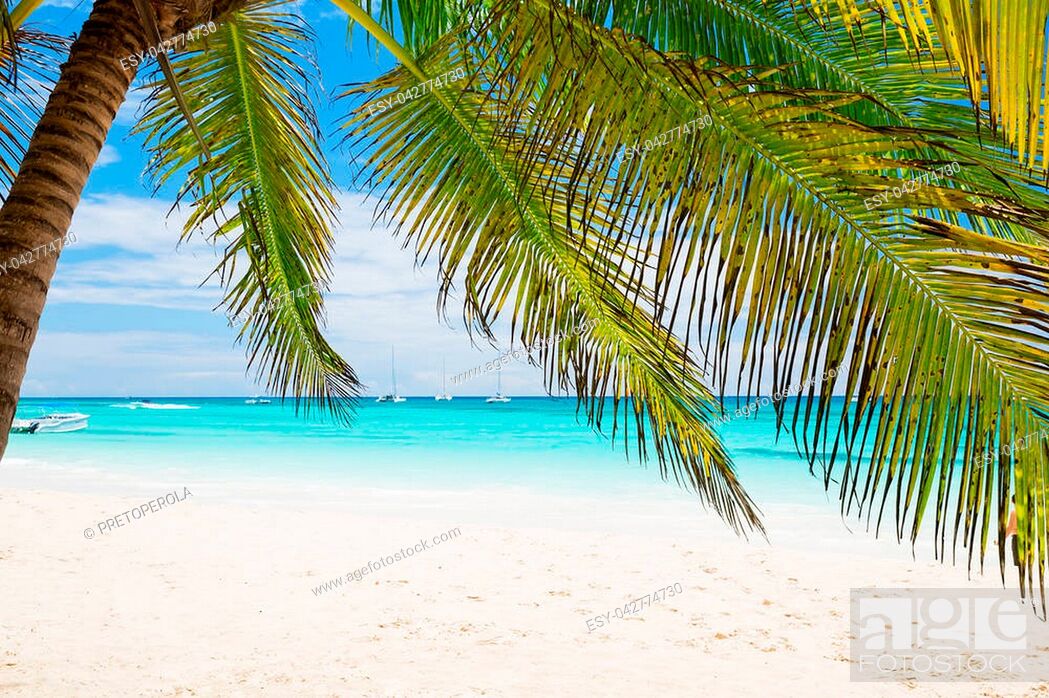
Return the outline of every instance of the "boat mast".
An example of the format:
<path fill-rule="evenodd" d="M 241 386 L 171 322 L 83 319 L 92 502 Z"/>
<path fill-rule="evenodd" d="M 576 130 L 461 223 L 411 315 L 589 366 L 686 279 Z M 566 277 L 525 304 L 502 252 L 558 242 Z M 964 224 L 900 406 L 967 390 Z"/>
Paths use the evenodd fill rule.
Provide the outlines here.
<path fill-rule="evenodd" d="M 390 382 L 393 383 L 393 394 L 397 395 L 397 364 L 393 356 L 393 347 L 390 347 Z"/>
<path fill-rule="evenodd" d="M 441 395 L 448 394 L 448 382 L 445 379 L 446 370 L 445 364 L 448 363 L 445 359 L 441 359 Z"/>

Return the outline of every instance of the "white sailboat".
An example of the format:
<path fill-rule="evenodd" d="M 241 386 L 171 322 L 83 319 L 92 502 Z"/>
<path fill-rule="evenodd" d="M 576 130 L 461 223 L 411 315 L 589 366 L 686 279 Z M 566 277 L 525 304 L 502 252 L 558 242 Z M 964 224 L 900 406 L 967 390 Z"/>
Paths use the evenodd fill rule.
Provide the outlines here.
<path fill-rule="evenodd" d="M 245 405 L 268 405 L 270 399 L 268 397 L 262 397 L 261 395 L 252 395 L 244 401 Z"/>
<path fill-rule="evenodd" d="M 441 361 L 441 392 L 433 396 L 433 399 L 437 402 L 452 399 L 452 396 L 448 394 L 448 383 L 445 380 L 446 376 L 447 371 L 445 371 L 445 362 Z"/>
<path fill-rule="evenodd" d="M 485 402 L 510 402 L 510 398 L 503 395 L 503 370 L 499 369 L 495 372 L 496 375 L 496 388 L 495 395 L 485 400 Z"/>
<path fill-rule="evenodd" d="M 408 398 L 401 397 L 397 394 L 397 362 L 394 360 L 393 347 L 390 347 L 390 383 L 392 384 L 393 391 L 385 395 L 380 395 L 375 401 L 376 402 L 405 402 Z"/>

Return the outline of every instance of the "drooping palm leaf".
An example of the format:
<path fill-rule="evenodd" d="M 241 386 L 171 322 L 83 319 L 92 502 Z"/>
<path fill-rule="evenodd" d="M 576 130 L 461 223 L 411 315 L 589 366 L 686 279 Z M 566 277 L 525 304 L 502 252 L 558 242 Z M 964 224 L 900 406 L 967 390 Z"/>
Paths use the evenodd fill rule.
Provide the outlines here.
<path fill-rule="evenodd" d="M 1049 454 L 998 449 L 1049 428 L 1046 211 L 964 179 L 872 209 L 865 198 L 927 172 L 937 163 L 923 155 L 957 142 L 858 124 L 841 114 L 855 95 L 785 89 L 759 71 L 667 57 L 546 0 L 493 15 L 500 31 L 488 45 L 464 53 L 449 39 L 431 60 L 471 76 L 470 91 L 453 98 L 473 115 L 472 131 L 491 134 L 488 153 L 514 144 L 503 171 L 528 173 L 528 201 L 566 192 L 576 208 L 551 234 L 583 257 L 591 241 L 633 256 L 594 271 L 608 275 L 605 287 L 644 297 L 668 327 L 689 335 L 707 327 L 719 369 L 742 335 L 749 371 L 741 368 L 736 384 L 747 390 L 737 392 L 753 394 L 768 374 L 778 390 L 813 386 L 792 427 L 810 463 L 823 462 L 828 486 L 841 478 L 843 509 L 884 512 L 885 496 L 900 488 L 890 512 L 897 534 L 909 529 L 914 539 L 935 499 L 940 540 L 953 518 L 956 542 L 982 559 L 992 525 L 1003 538 L 1016 491 L 1026 570 L 1038 569 L 1041 582 Z M 374 87 L 412 81 L 395 73 Z M 377 183 L 398 216 L 439 186 L 443 210 L 480 225 L 473 198 L 487 186 L 474 185 L 471 162 L 434 142 L 435 133 L 449 137 L 428 111 L 434 103 L 416 102 L 371 122 L 358 112 L 352 123 L 389 144 L 377 155 Z M 680 135 L 704 116 L 711 128 Z M 677 138 L 645 157 L 614 163 L 624 144 L 675 128 Z M 425 165 L 393 162 L 402 143 L 398 158 L 415 154 Z M 430 176 L 415 186 L 408 173 L 424 168 Z M 943 222 L 951 217 L 971 229 Z M 973 232 L 995 222 L 1024 231 L 1022 241 Z M 426 239 L 425 224 L 408 225 Z M 654 294 L 632 283 L 640 275 Z M 859 399 L 854 413 L 835 414 L 834 385 L 820 380 L 827 368 L 844 373 L 846 397 Z M 1001 456 L 994 468 L 958 467 L 959 457 L 992 453 Z M 854 487 L 860 479 L 871 486 Z"/>
<path fill-rule="evenodd" d="M 982 556 L 989 524 L 998 523 L 1004 539 L 1008 495 L 1023 488 L 1017 499 L 1025 505 L 1017 510 L 1028 535 L 1021 545 L 1031 553 L 1028 572 L 1037 567 L 1041 580 L 1047 534 L 1038 522 L 1049 492 L 1038 483 L 1049 464 L 1045 450 L 1003 458 L 994 481 L 983 470 L 979 498 L 970 483 L 957 484 L 967 473 L 958 473 L 955 458 L 971 463 L 1049 427 L 1046 211 L 964 181 L 951 188 L 925 185 L 870 209 L 867 196 L 898 185 L 901 173 L 920 174 L 935 164 L 923 161 L 923 153 L 955 143 L 946 134 L 872 129 L 836 117 L 847 96 L 776 87 L 740 94 L 731 72 L 704 73 L 614 33 L 578 27 L 555 7 L 524 15 L 515 29 L 520 43 L 508 44 L 508 52 L 527 43 L 533 56 L 549 56 L 548 66 L 560 68 L 515 73 L 517 89 L 508 102 L 556 95 L 529 118 L 563 123 L 573 110 L 592 123 L 628 124 L 622 134 L 628 141 L 672 128 L 681 118 L 673 114 L 687 119 L 705 112 L 714 121 L 691 142 L 670 143 L 616 173 L 619 210 L 639 213 L 632 232 L 658 243 L 646 261 L 663 270 L 654 284 L 668 322 L 675 324 L 676 309 L 688 307 L 689 298 L 721 289 L 717 298 L 693 302 L 692 310 L 718 330 L 723 362 L 731 330 L 741 323 L 743 356 L 756 367 L 745 381 L 741 371 L 737 385 L 749 388 L 743 392 L 756 392 L 763 371 L 782 389 L 817 382 L 822 368 L 844 366 L 846 396 L 858 396 L 858 413 L 831 424 L 833 385 L 824 382 L 800 424 L 795 412 L 796 431 L 810 462 L 826 460 L 828 478 L 839 461 L 843 482 L 856 472 L 874 473 L 876 486 L 841 492 L 845 509 L 882 512 L 886 500 L 878 497 L 890 484 L 906 483 L 893 512 L 901 536 L 909 516 L 910 537 L 917 536 L 925 500 L 935 492 L 937 533 L 953 513 L 956 533 L 969 537 L 963 543 L 974 543 L 971 536 L 982 531 L 970 549 Z M 592 98 L 565 89 L 568 82 L 614 84 L 619 96 L 615 102 Z M 975 166 L 966 163 L 963 170 Z M 1037 245 L 976 235 L 918 218 L 917 211 L 940 212 L 941 219 L 950 213 L 978 230 L 989 227 L 982 221 L 1007 222 Z M 684 289 L 677 285 L 682 267 L 696 280 Z M 1007 279 L 997 292 L 992 273 Z M 968 422 L 958 417 L 973 406 L 983 409 Z M 858 438 L 872 410 L 877 430 L 864 450 Z"/>
<path fill-rule="evenodd" d="M 328 282 L 336 206 L 310 101 L 312 37 L 285 7 L 250 3 L 171 57 L 211 158 L 164 80 L 136 131 L 152 148 L 158 186 L 188 172 L 184 235 L 210 227 L 225 245 L 216 269 L 224 303 L 248 316 L 239 337 L 268 390 L 346 417 L 360 384 L 324 339 L 320 294 L 301 292 Z"/>
<path fill-rule="evenodd" d="M 386 201 L 380 215 L 398 223 L 422 261 L 437 258 L 442 305 L 459 284 L 467 326 L 489 337 L 509 315 L 517 338 L 538 347 L 549 388 L 575 392 L 595 427 L 622 428 L 628 449 L 631 440 L 641 456 L 651 448 L 664 478 L 673 474 L 737 531 L 760 530 L 710 427 L 700 369 L 653 322 L 641 270 L 624 274 L 636 252 L 608 237 L 614 221 L 577 199 L 571 182 L 546 186 L 560 165 L 537 163 L 519 134 L 492 130 L 497 115 L 486 113 L 476 85 L 449 82 L 369 109 L 368 97 L 413 90 L 420 74 L 440 76 L 465 59 L 426 56 L 433 60 L 348 90 L 365 101 L 345 128 L 373 146 L 367 167 Z"/>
**********
**Directions**
State how many lines in the records above contain the word "instance", giving only the number.

**Solution for this problem**
3